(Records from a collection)
■ ■ ■

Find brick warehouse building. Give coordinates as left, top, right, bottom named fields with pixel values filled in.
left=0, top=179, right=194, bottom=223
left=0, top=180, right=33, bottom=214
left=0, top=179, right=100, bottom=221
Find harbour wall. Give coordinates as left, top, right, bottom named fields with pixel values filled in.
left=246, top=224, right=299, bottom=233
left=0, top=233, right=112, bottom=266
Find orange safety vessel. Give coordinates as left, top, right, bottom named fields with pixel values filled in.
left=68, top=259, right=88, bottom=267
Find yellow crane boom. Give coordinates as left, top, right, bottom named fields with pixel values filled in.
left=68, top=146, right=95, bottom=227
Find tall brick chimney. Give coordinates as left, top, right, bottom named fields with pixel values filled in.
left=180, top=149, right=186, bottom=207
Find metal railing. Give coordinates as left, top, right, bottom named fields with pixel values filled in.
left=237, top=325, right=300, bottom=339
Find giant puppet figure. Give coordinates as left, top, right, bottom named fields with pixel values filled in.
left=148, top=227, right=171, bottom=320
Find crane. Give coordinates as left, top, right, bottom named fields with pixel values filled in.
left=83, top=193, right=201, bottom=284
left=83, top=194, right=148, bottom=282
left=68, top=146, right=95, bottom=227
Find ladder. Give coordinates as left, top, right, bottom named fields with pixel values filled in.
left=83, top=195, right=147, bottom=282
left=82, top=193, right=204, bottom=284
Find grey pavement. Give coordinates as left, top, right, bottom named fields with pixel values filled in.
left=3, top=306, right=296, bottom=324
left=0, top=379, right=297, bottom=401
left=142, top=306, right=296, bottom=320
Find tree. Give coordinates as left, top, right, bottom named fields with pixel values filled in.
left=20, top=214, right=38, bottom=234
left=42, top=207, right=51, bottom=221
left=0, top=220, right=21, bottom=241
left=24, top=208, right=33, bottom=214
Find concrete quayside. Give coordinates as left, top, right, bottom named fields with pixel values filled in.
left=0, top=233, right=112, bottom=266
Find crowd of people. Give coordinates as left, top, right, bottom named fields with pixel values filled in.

■ ■ ■

**REQUIRED ACTION**
Every entry needs to be copied again exactly.

**ANSWER**
Find brick warehouse building. Give coordinates as left, top, right, bottom named fields with pixel values filled in.
left=0, top=179, right=194, bottom=223
left=0, top=180, right=33, bottom=214
left=0, top=179, right=100, bottom=221
Find harbour wall. Give coordinates as left, top, right, bottom named fields with pixel values filled in.
left=246, top=224, right=299, bottom=233
left=0, top=233, right=112, bottom=266
Find orange safety vessel. Give coordinates as left, top, right, bottom named fields with pixel values filled in.
left=68, top=259, right=88, bottom=267
Find yellow crane boom. Give coordinates as left, top, right, bottom named fields with pixel values filled in.
left=68, top=146, right=95, bottom=227
Find tall brick chimney. Give coordinates as left, top, right, bottom named fields with pixel values filled in.
left=180, top=149, right=186, bottom=207
Find metal railing. Give coordinates as left, top, right, bottom named fields with pixel values filled in.
left=237, top=325, right=300, bottom=339
Find giant puppet figure. Give coordinates as left, top, right, bottom named fields with pixel values filled in.
left=148, top=227, right=171, bottom=320
Find crane. Give coordinates as left, top, right, bottom named fields with pixel values filled in.
left=83, top=193, right=201, bottom=284
left=83, top=194, right=148, bottom=282
left=68, top=146, right=95, bottom=227
Find ladder. Give coordinates as left, top, right, bottom named fields with pixel values filled in.
left=83, top=195, right=147, bottom=282
left=82, top=193, right=204, bottom=284
Find grey pavement. Give coordinates as left, top, right, bottom named fields with pixel values filled in.
left=3, top=306, right=296, bottom=324
left=0, top=379, right=297, bottom=401
left=142, top=306, right=296, bottom=320
Find tree. Give coordinates as left, top, right, bottom named fields with pixel values filled in.
left=20, top=214, right=38, bottom=234
left=42, top=207, right=51, bottom=221
left=0, top=220, right=21, bottom=241
left=24, top=208, right=33, bottom=214
Find concrete quayside. Give coordinates as left, top, right, bottom named fields with pixel values filled in.
left=0, top=233, right=112, bottom=266
Find crowd of people. Give coordinates as left, top, right, bottom named fields with pixel values filled in.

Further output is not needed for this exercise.